== VORLIEGENDER TEXT ==
==============================

»Das gewohnte Unglück liegt mir näher als das ungewohnte Glück,«
sagte Pfarrerin Jessica Grünenwald im Gottesdienst vom 7. März aus der Saalkirche Ingelheim zum Thema ‘Mut zum Aufbruch’.
Der Satz blieb hängen. Seltsamerweise speicherte ich ihn anders ab:
»Das Unglück von gestern liegt mir näher als das Glück von morgen,« vielleicht, weil ich beim Unglück an den Verlust meines Sohnes dachte. Dieses, mein gewohntes Unglück liegt im Gestern, es hat mich viele Jahre emotional gefangen genommen – und tut es manchmal noch heute. Wie kann eine verlassene Mutter sich vom gewohnten Schmerz befreien, dass ihr Sohn sie verlassen hat? Kann sie sich für ungewohntes Glück im Morgen öffnen, kann sie es sich gönnen?

==============================

== FOLGENDES MATERIAL ==
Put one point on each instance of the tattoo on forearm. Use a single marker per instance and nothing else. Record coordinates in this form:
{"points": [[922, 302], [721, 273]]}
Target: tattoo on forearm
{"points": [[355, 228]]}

==============================

== AUFGABEN ==
(1) Schreibe aus dem vorliegenden Text den Abschnitt ab, der bei den Worten „Der Satz blieb“ beginnt und nach „es sich gönnen?“ endet.
(2) Welche Angaben macht der vorliegende Text zum Gottesdienst, also zu Person, Datum, Ort und Thema? Nenne alle.
(3) Stimmen die folgenden Aussagen mit dem vorliegenden Text überein? Antworte jeweils mit Ja oder Nein und belege es mit den entscheidenden Worten.
(a) Die Pfarrerin sprach im Gottesdienst vom 7. März.
(b) Die erzählende Person hat den Satz genau so abgespeichert, wie er gesagt wurde.
(c) Der Verlust des Sohnes beschäftigt die erzählende Person heute gar nicht mehr.
Das Material steht für sich und gehört nicht zum Text.

== LÖSUNGEN ==
(1)
Der Satz blieb hängen. Seltsamerweise speicherte ich ihn anders ab:
»Das Unglück von gestern liegt mir näher als das Glück von morgen,« vielleicht, weil ich beim Unglück an den Verlust meines Sohnes dachte. Dieses, mein gewohntes Unglück liegt im Gestern, es hat mich viele Jahre emotional gefangen genommen – und tut es manchmal noch heute. Wie kann eine verlassene Mutter sich vom gewohnten Schmerz befreien, dass ihr Sohn sie verlassen hat? Kann sie sich für ungewohntes Glück im Morgen öffnen, kann sie es sich gönnen?

(2)
- Pfarrerin Jessica Grünenwald
- 7. März
- Saalkirche Ingelheim
- Thema ‘Mut zum Aufbruch’

(3)
(a) Ja: „im Gottesdienst vom 7. März“
(b) Nein: „Seltsamerweise speicherte ich ihn anders ab“
(c) Nein: „und tut es manchmal noch heute“